== Entries shown ==
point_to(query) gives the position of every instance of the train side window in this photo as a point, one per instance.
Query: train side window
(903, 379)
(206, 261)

--

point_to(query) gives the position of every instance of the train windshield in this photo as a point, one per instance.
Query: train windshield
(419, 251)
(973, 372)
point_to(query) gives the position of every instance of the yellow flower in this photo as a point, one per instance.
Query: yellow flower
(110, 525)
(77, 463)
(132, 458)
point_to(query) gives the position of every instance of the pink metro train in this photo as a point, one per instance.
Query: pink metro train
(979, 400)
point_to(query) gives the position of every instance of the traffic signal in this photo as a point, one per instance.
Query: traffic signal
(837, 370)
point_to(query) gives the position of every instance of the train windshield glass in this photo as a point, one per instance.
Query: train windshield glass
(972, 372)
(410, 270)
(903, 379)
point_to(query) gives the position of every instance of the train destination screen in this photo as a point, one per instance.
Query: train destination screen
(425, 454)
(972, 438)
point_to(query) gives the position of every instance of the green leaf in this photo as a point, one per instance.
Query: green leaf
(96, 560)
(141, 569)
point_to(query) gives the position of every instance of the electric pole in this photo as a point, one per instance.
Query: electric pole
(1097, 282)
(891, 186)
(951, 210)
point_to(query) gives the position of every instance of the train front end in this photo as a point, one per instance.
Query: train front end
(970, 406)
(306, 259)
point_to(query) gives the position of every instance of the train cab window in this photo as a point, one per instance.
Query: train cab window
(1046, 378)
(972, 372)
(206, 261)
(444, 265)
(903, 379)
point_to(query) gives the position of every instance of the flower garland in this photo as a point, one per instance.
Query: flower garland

== Required work ==
Can you repeat, word for word, the lines of the items above, from the line containing "of the green" through the line containing "Query: flower garland", with both of those lines included?

== Written reply ==
point_to(query) gives the position of every instance of the green leaf in this photo as a point, one per instance.
Query: green leaf
(96, 560)
(141, 569)
point_to(query) gives the position of every instance of the electric pole in this photo as a point, one per instance.
Query: electric pole
(1097, 282)
(891, 186)
(951, 210)
point_to(query) gives the position of every instance of the train front end in this photo as a point, one per instance.
Query: train front end
(970, 406)
(306, 259)
point_to(query) gives the position of every instance of the train cab window in this photo as a point, one per instance.
Query: train cab window
(1046, 378)
(972, 372)
(206, 261)
(444, 265)
(903, 379)
point_to(query) gives the position of every instance of the flower garland in this photo as a point, one per instance.
Query: flower garland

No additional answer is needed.